◆ Task brief ◆
Which lines in the data below contain the string "lamp"? Copy each of those lines in full, treating uppercase and lowercase as different.

◆ Provided information ◆
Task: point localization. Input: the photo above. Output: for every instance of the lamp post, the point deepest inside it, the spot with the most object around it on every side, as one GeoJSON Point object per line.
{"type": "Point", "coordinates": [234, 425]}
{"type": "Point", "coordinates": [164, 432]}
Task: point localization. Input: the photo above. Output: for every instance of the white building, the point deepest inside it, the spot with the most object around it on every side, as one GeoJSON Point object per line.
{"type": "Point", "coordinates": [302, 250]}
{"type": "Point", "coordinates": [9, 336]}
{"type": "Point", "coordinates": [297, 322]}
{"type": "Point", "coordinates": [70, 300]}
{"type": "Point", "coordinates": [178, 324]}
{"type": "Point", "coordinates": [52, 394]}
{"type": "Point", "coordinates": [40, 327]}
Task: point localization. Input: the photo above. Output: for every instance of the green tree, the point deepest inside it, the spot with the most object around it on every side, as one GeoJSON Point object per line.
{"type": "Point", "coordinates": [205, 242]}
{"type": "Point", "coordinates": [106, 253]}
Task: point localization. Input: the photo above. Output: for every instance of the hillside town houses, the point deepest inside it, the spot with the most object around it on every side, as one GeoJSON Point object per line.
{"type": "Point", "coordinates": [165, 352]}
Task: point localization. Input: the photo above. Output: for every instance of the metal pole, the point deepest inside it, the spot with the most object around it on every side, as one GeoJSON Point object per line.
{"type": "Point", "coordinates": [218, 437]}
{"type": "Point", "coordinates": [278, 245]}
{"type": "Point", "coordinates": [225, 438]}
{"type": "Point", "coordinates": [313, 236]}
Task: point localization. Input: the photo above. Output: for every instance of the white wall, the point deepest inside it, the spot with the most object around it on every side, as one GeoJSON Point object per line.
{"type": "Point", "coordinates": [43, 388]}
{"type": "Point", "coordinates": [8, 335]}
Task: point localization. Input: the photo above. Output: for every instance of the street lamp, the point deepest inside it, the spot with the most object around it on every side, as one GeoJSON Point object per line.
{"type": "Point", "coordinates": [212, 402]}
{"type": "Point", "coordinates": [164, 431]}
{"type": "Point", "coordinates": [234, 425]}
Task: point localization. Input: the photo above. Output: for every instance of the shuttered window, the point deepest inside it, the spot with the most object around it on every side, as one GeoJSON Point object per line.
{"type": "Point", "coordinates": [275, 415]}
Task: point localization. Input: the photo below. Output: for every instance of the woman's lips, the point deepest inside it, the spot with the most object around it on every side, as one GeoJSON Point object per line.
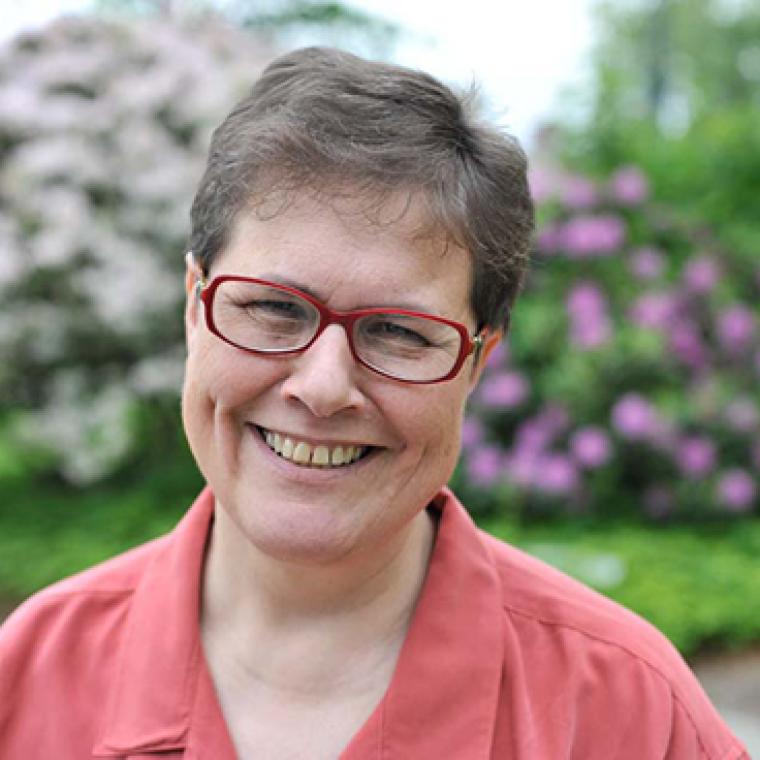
{"type": "Point", "coordinates": [311, 454]}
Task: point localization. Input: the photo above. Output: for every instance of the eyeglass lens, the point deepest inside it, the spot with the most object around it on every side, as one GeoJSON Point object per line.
{"type": "Point", "coordinates": [265, 318]}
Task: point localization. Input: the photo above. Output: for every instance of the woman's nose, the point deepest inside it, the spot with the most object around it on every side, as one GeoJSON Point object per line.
{"type": "Point", "coordinates": [323, 376]}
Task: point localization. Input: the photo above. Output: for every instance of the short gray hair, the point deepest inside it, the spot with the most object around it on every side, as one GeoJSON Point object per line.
{"type": "Point", "coordinates": [319, 117]}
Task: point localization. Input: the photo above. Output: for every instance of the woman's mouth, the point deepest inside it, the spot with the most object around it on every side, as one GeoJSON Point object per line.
{"type": "Point", "coordinates": [309, 454]}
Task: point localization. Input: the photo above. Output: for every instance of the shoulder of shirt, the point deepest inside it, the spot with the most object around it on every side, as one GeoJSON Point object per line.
{"type": "Point", "coordinates": [538, 594]}
{"type": "Point", "coordinates": [101, 586]}
{"type": "Point", "coordinates": [534, 590]}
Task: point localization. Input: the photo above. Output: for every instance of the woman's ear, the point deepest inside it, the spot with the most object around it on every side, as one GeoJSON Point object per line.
{"type": "Point", "coordinates": [193, 284]}
{"type": "Point", "coordinates": [492, 339]}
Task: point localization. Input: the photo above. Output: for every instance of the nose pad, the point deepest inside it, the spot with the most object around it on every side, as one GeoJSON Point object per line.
{"type": "Point", "coordinates": [323, 377]}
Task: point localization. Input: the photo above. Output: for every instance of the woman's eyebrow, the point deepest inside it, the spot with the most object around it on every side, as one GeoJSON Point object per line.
{"type": "Point", "coordinates": [407, 305]}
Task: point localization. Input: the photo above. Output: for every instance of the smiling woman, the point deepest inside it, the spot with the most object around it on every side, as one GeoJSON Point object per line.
{"type": "Point", "coordinates": [358, 242]}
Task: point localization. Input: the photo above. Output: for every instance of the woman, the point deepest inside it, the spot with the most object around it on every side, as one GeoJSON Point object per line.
{"type": "Point", "coordinates": [358, 242]}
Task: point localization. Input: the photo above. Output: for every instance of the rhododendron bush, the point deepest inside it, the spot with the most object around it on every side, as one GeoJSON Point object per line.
{"type": "Point", "coordinates": [103, 134]}
{"type": "Point", "coordinates": [630, 380]}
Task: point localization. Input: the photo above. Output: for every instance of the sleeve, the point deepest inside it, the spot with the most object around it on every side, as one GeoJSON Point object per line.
{"type": "Point", "coordinates": [686, 742]}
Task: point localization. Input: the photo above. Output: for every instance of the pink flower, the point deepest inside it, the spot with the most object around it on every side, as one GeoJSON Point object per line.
{"type": "Point", "coordinates": [592, 236]}
{"type": "Point", "coordinates": [473, 432]}
{"type": "Point", "coordinates": [504, 390]}
{"type": "Point", "coordinates": [736, 328]}
{"type": "Point", "coordinates": [654, 310]}
{"type": "Point", "coordinates": [485, 465]}
{"type": "Point", "coordinates": [700, 275]}
{"type": "Point", "coordinates": [686, 343]}
{"type": "Point", "coordinates": [646, 263]}
{"type": "Point", "coordinates": [696, 456]}
{"type": "Point", "coordinates": [742, 415]}
{"type": "Point", "coordinates": [590, 325]}
{"type": "Point", "coordinates": [591, 447]}
{"type": "Point", "coordinates": [629, 186]}
{"type": "Point", "coordinates": [736, 490]}
{"type": "Point", "coordinates": [634, 417]}
{"type": "Point", "coordinates": [539, 432]}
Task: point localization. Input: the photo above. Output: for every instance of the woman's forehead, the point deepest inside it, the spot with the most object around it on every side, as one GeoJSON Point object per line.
{"type": "Point", "coordinates": [337, 251]}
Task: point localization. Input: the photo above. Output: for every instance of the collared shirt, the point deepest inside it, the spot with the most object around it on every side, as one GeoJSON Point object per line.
{"type": "Point", "coordinates": [505, 659]}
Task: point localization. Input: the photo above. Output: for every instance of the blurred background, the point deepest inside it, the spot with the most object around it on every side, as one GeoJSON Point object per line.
{"type": "Point", "coordinates": [616, 434]}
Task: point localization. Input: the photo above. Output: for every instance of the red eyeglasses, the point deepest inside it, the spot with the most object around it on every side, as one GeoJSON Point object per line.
{"type": "Point", "coordinates": [265, 317]}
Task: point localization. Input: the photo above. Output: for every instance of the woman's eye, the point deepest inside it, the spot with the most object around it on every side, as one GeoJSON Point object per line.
{"type": "Point", "coordinates": [273, 308]}
{"type": "Point", "coordinates": [394, 331]}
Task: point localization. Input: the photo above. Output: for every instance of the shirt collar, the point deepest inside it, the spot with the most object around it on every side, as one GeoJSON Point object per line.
{"type": "Point", "coordinates": [444, 695]}
{"type": "Point", "coordinates": [444, 692]}
{"type": "Point", "coordinates": [151, 702]}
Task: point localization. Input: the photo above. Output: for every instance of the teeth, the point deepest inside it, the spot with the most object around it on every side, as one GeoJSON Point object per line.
{"type": "Point", "coordinates": [303, 453]}
{"type": "Point", "coordinates": [321, 455]}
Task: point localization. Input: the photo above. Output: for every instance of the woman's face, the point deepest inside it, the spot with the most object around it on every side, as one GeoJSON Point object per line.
{"type": "Point", "coordinates": [322, 397]}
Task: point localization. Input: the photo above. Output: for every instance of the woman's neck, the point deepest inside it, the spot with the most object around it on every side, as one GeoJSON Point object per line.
{"type": "Point", "coordinates": [298, 626]}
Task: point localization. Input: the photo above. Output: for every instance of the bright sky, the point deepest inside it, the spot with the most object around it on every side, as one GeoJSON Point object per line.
{"type": "Point", "coordinates": [522, 54]}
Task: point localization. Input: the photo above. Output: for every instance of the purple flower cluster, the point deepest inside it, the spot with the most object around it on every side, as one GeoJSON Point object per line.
{"type": "Point", "coordinates": [587, 311]}
{"type": "Point", "coordinates": [666, 415]}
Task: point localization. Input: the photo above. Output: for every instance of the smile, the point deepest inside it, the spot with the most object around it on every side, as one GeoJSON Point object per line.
{"type": "Point", "coordinates": [312, 455]}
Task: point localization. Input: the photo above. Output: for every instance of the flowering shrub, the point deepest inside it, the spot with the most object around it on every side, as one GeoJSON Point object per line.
{"type": "Point", "coordinates": [630, 380]}
{"type": "Point", "coordinates": [103, 134]}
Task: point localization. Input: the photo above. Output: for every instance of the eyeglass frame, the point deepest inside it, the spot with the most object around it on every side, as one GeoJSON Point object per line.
{"type": "Point", "coordinates": [468, 344]}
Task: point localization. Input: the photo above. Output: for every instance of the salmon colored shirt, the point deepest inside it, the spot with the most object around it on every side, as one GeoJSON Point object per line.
{"type": "Point", "coordinates": [505, 659]}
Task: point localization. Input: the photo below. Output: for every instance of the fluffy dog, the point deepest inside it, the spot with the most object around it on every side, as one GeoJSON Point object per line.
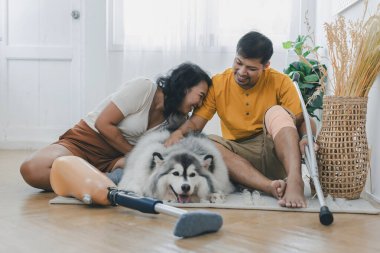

◆ Answer to the exercise ◆
Task: point localization. Input: the photo above. Output: for every instance of the lamp post, the point deepest inside it, the spot with the most object around it on every side, as one GeoJSON Point object per line.
Task: point localization. Input: the photo above. Output: for every instance of the street lamp, the point deepest inside it, the spot with the most object around it on every side, as one GeoJSON Point object per line.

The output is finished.